*Stated exercise a*.
Answer these from the RCI excerpt below:
(i) Which ship is currently sailing the itineraries that Liberty is rumored to take over?
(ii) What schedule is Liberty expected to run after it returns from Europe?
(iii) Which ships are slated for renovation in 2011?

*Selected excerpt*.
--------------------------------

What about the rumors that Liberty may be coming to New York to do
the itineraries now being done by Explorer of the Seas? "We have not
made any changes beyond the Spring of 2012.  We are still chatting.  
Right now the focus is on putting her into Europe and coming back and
doing a 5-5-4 schedule."

Going Forward

Throughout the last decade, RCI has been in an almost constant
state of building and launching new ships.  However, no new ships are
now on order.  "We are always looking at what the next thing will be
but right now we are concentrating all of our time and our capital
dollars in taking some of the best things that we have introduced on
Oasis and Allure and rolling them back through the fleet.  So in 2011,
the big thing that we will be doing is the renovations on Freedom,
Liberty, Radiance and Splendor. That will keep us busy through next
year for sure. We are always looking at what is going on out there but
as of right now the focus is on trying to bring some of the new things
back to the other ships."

--------------------------------

*Input material*.
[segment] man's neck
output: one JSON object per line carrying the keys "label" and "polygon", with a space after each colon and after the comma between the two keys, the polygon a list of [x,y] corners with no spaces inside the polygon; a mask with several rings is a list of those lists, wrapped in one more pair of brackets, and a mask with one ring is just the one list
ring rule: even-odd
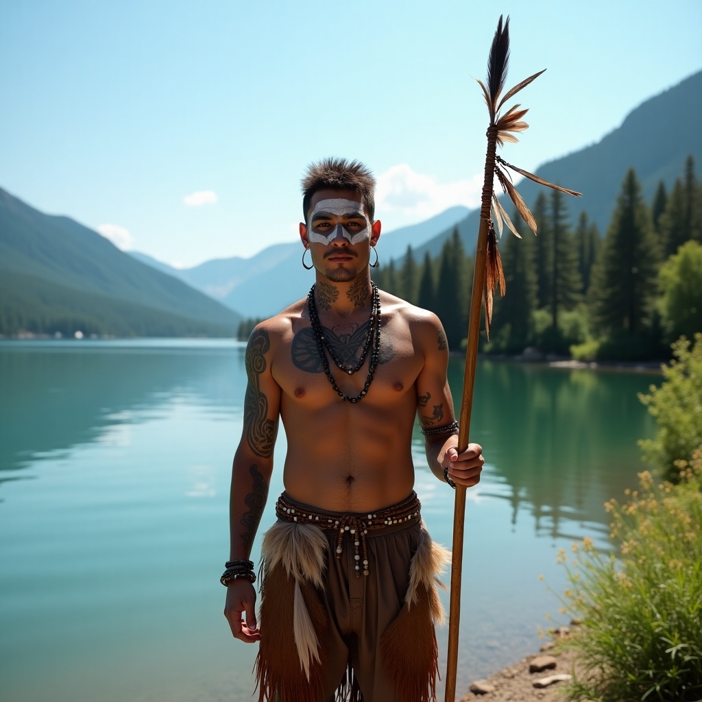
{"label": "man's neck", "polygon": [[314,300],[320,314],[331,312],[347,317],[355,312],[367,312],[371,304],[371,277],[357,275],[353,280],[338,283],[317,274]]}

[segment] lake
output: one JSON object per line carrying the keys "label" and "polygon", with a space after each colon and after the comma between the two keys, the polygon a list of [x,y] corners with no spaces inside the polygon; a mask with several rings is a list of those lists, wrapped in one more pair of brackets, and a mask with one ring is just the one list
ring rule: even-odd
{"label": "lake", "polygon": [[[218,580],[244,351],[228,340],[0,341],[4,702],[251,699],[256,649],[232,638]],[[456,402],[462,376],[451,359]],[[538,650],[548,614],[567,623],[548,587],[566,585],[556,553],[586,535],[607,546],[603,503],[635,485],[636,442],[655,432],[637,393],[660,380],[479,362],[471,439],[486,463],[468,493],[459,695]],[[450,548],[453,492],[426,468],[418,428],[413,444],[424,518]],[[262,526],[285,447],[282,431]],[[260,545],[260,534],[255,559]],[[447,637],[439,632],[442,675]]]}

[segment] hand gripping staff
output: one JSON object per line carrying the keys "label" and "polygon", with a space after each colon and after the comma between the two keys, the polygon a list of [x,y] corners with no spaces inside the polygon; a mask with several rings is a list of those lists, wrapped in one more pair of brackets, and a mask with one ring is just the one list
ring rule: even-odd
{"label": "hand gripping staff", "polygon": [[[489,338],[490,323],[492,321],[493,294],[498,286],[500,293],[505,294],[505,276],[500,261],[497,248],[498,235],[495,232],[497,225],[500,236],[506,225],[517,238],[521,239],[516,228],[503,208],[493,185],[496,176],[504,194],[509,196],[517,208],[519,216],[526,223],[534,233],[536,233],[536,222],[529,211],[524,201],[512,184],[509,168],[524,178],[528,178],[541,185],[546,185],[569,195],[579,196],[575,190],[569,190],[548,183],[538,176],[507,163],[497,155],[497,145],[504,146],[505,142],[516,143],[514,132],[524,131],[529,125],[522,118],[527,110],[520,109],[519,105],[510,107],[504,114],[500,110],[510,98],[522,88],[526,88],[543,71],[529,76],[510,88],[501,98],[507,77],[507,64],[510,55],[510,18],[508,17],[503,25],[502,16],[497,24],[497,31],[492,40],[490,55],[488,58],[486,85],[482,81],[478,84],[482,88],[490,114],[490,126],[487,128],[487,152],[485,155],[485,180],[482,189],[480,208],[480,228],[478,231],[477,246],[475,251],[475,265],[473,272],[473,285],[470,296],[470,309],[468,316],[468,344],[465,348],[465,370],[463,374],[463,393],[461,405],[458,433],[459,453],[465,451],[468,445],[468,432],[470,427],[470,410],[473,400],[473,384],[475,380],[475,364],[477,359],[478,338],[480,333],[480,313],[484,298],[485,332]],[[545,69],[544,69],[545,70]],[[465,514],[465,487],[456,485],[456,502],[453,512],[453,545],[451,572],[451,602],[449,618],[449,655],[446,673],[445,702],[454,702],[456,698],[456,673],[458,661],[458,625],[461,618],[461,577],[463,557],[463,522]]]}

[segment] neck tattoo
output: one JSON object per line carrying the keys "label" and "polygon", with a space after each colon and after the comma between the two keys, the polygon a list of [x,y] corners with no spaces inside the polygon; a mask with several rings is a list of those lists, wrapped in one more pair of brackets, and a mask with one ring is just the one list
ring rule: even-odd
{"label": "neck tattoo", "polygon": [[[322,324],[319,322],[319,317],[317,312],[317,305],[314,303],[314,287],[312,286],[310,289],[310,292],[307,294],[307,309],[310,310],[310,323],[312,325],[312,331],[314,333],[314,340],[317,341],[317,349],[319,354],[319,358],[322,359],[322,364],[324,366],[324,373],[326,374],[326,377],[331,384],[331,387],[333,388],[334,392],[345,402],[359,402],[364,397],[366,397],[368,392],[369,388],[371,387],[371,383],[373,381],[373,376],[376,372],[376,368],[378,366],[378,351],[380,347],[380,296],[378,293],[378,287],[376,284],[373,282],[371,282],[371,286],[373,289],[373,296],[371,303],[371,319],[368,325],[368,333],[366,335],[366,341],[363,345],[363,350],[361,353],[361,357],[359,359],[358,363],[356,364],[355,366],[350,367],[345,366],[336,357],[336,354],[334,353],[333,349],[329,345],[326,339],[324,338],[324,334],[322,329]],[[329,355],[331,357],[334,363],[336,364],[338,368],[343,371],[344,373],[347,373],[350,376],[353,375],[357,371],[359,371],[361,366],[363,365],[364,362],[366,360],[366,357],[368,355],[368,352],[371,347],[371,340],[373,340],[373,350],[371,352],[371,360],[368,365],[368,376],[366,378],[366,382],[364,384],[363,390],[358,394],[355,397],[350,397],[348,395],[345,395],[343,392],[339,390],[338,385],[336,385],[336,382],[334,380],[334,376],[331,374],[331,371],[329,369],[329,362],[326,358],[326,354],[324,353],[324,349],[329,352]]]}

--------------------------------

*Stated exercise b*. Tally the lines in the rows above that contain the string "segment". Reply with the number alone.

*Correct result a*.
(i) Explorer of the Seas
(ii) A 5-5-4 schedule
(iii) Freedom, Liberty, Radiance and Splendor

*Correct result b*. 4